Any doubts, however, have been definitively dispelled. The Conte era as it stands has been a huge success—and who knows what else may be in store.

Only the tenures of Giovanni Trapattoni and Marcello Lippi have seen more highlights than Conte's three-year reign. His first season with the team saw Serie A's first unbeaten season in a 20-team format. He has since led the team to its first three-peat since the 1930s and, this season, the first 100-point campaign in Italian history.

The key to Conte's success has been his ability to figure out what system gets the best out of his players.

A disciple of the unorthodox 4-2-4 formation when he was hired in 2011, Conte quickly realized that the acquisitions of Andrea Pirlo and Arturo Vidal made that formation an ill fit for the team.  He switched to a 4-3-3 that combined Pirlo and Vidal with Claudio Marchisio in midfield.  Vidal and Marchisio both had breakout seasons and Juve quickly boasted one of, if not the best midfields in Europe.

But it wasn't enough.  The team's defense had a problem.  While the long-vulnerable right-back position had finally been solidified with the signing of Stephan Lichtsteiner, the left flank was still a weakness.  Paolo De Ceglie failed to make the position his own.  An experiment in moving Giorgio Chiellini back to his original position proved that this was only a suitable option in an extreme emergency.

He had no viable left-back, but he had three center-backs that were above average to elite.  So he switched from the 4-3-3 to the now-familiar 3-5-2.  It put his best defensive players—Andrea Barzagli, Leonardo Bonucci and Giorgio Chiellini—on the field at the same time and eliminated the weak left-back position altogether.

The results of all these adjustments was spectacular.  The defense, much-maligned the year before, let in only 20 goals all year.  The team lacked a top-shelf striker, but the team's midfield compensated.  Between the league and Coppa Italia three players scored in double digits.

It all added up to an unbeaten season and the team's first title since the humiliation of calciopoli.

The formation has only continued paying dividends.  Kwadwo Asamoah has made the left wing his own.  Paul Pogba's arrival on a Bosman only made the team's midfield even more deadly.  After two years the front office finally gave Conte front-line strikers in Carlos Tevez and Fernando Llorente, who combined for 39 goals in all competitions last season and drove the team to the best season in Italian history.

It's helped Conte that he's also been the beneficiary of the biggest competitive advantage in the league.  The Juventus Stadium is a palace of calcio.  Not only does its design—inspired by soccer-specific stadiums in England and Germany—give it a fantastic match-day atmosphere, it was the first Italian soccer stadium to be owned by its club.  That has allowed Juve to take advantage of match-day revenue that teams in municipal-owned stadiums have no access to.  It's given Juventus more spending power than any team in Italy, a huge advantage given the financial situation in the country.

That spending power has allowed director Giuseppe Marotta to give Conte the most talented roster in Italy.

It hasn't all been rosy.  Juve's return to European competition has brought inconsistent results at best.

In the team's return to the Champions League in 2012-13, Juve drew their first three matches before exploding for three wins to a tricky group that included Chelsea and Shakhtar Donetsk.  They then crushed Celtic in the round of 16 before going out to eventual champions Bayern Munich.

Combined with their second straight title it earned the club accolades as a dark horse contender for the 2013-14 title.  ESPNFC's Gab Marcotti evenpicked them to win the entire competition.

GIVEN EXERCISE: Transcribe the passage of the article on Conte's Juventus tenure, starting with "It hasn't all" and going on through "champions Bayern Munich.".

ENTRIES SUPPLIED:
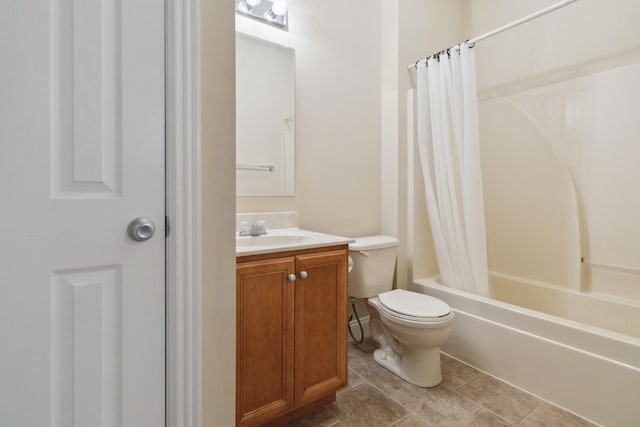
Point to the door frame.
(183, 243)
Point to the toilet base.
(420, 367)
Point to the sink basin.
(273, 240)
(285, 239)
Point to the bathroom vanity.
(291, 343)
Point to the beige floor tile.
(455, 373)
(365, 405)
(549, 415)
(323, 417)
(438, 405)
(410, 421)
(500, 398)
(380, 377)
(353, 381)
(358, 358)
(483, 418)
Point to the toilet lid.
(413, 304)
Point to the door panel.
(82, 154)
(321, 316)
(264, 340)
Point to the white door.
(82, 310)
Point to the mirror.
(265, 144)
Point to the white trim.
(183, 346)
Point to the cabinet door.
(264, 340)
(321, 325)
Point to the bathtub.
(586, 369)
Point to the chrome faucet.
(256, 229)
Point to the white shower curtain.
(448, 141)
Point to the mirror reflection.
(265, 145)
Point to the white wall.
(559, 102)
(218, 213)
(337, 115)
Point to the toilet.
(408, 326)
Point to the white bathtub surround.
(450, 157)
(589, 371)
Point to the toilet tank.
(374, 261)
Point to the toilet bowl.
(408, 326)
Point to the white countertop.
(286, 239)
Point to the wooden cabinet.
(291, 343)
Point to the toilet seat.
(414, 306)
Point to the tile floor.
(466, 397)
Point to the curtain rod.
(505, 27)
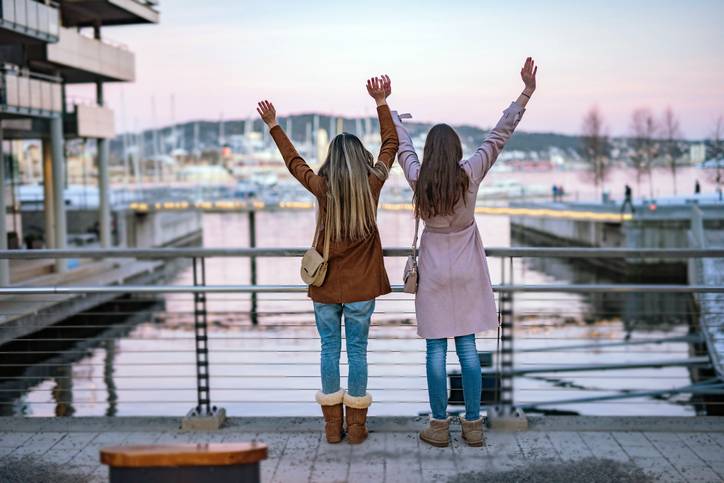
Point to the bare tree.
(596, 146)
(670, 135)
(644, 146)
(717, 148)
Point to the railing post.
(505, 415)
(252, 262)
(204, 416)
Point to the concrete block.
(204, 422)
(506, 420)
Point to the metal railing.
(255, 341)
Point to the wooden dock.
(669, 449)
(21, 315)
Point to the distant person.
(454, 297)
(347, 189)
(628, 200)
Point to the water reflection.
(136, 357)
(638, 311)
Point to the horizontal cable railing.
(138, 354)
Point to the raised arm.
(379, 88)
(295, 163)
(406, 154)
(484, 157)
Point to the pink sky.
(456, 62)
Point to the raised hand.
(527, 73)
(376, 89)
(268, 113)
(386, 84)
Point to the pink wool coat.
(455, 296)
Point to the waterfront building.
(44, 47)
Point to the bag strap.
(327, 236)
(414, 240)
(327, 241)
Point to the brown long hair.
(351, 208)
(441, 182)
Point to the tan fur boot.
(437, 432)
(357, 417)
(473, 433)
(333, 417)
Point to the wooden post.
(217, 462)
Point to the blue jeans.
(357, 326)
(437, 377)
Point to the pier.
(629, 449)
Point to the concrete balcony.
(87, 13)
(89, 121)
(80, 59)
(24, 94)
(28, 22)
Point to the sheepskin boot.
(333, 417)
(473, 433)
(357, 417)
(437, 432)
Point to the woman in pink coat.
(454, 296)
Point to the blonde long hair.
(351, 208)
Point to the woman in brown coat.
(347, 189)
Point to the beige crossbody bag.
(314, 265)
(409, 278)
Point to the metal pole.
(252, 262)
(48, 197)
(104, 191)
(201, 337)
(4, 264)
(58, 180)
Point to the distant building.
(697, 153)
(45, 46)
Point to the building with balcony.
(44, 46)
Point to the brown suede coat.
(356, 270)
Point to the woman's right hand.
(378, 90)
(527, 73)
(268, 113)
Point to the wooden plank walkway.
(668, 449)
(24, 314)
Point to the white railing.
(25, 91)
(31, 17)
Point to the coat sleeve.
(484, 157)
(296, 164)
(388, 147)
(406, 155)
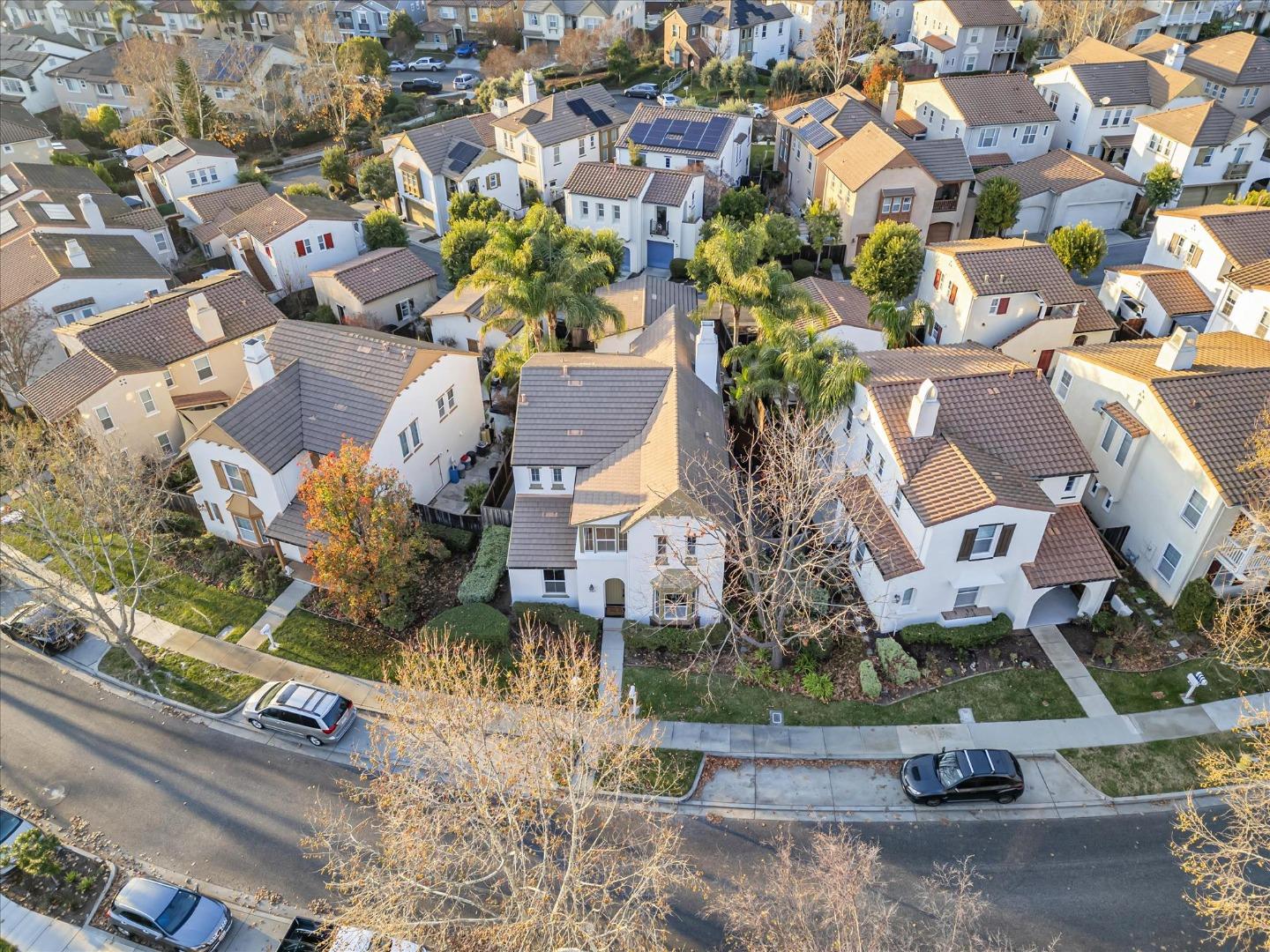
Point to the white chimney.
(259, 365)
(90, 212)
(75, 254)
(923, 409)
(1179, 352)
(891, 103)
(204, 317)
(707, 355)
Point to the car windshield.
(172, 918)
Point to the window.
(1194, 509)
(1169, 562)
(553, 583)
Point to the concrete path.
(1074, 673)
(276, 614)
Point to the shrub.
(482, 625)
(482, 582)
(898, 664)
(869, 681)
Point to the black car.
(45, 628)
(963, 775)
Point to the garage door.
(660, 254)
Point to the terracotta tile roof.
(381, 271)
(1071, 551)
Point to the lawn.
(1138, 770)
(1013, 695)
(181, 678)
(1132, 692)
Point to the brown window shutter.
(1007, 532)
(967, 545)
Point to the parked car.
(427, 63)
(45, 628)
(169, 915)
(963, 775)
(295, 707)
(641, 90)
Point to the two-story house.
(1168, 423)
(286, 238)
(612, 456)
(548, 138)
(1000, 115)
(1009, 294)
(758, 33)
(435, 161)
(1097, 93)
(689, 138)
(417, 407)
(147, 375)
(967, 36)
(655, 212)
(967, 482)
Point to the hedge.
(479, 623)
(557, 616)
(964, 637)
(487, 571)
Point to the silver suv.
(294, 707)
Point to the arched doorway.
(615, 598)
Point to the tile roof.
(1058, 170)
(381, 271)
(1071, 551)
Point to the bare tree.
(95, 512)
(482, 820)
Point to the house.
(1010, 294)
(1062, 188)
(548, 138)
(378, 290)
(758, 33)
(1000, 115)
(689, 138)
(967, 482)
(204, 213)
(964, 36)
(1235, 68)
(415, 406)
(611, 458)
(1168, 423)
(149, 374)
(285, 239)
(1215, 152)
(70, 199)
(1099, 92)
(655, 212)
(435, 161)
(183, 167)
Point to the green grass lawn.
(1002, 695)
(1139, 770)
(323, 643)
(1131, 692)
(181, 678)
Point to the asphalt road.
(231, 811)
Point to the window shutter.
(967, 545)
(1007, 532)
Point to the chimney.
(75, 254)
(204, 317)
(1179, 352)
(259, 365)
(707, 355)
(891, 103)
(90, 212)
(923, 409)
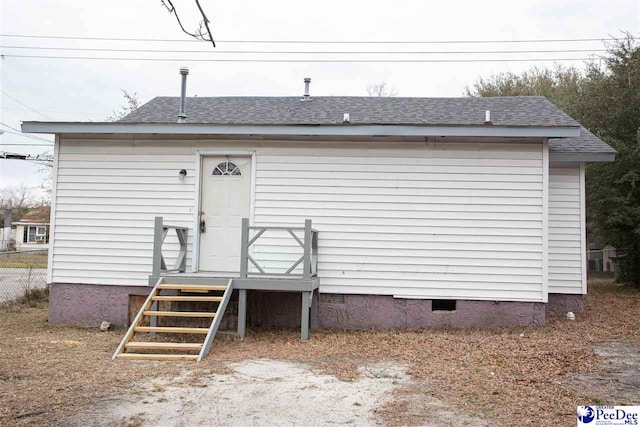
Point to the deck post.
(244, 249)
(242, 312)
(157, 247)
(304, 323)
(314, 310)
(153, 320)
(306, 264)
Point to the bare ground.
(54, 374)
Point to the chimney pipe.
(182, 116)
(487, 117)
(307, 82)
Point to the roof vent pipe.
(307, 82)
(182, 116)
(487, 117)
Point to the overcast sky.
(82, 90)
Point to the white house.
(32, 231)
(428, 211)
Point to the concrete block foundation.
(88, 305)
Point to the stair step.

THE COMPLETED TASK:
It hasn't all been rosy.  Juve's return to European competition has brought inconsistent results at best.

In the team's return to the Champions League in 2012-13, Juve drew their first three matches before exploding for three wins to a tricky group that included Chelsea and Shakhtar Donetsk.  They then crushed Celtic in the round of 16 before going out to eventual champions Bayern Munich.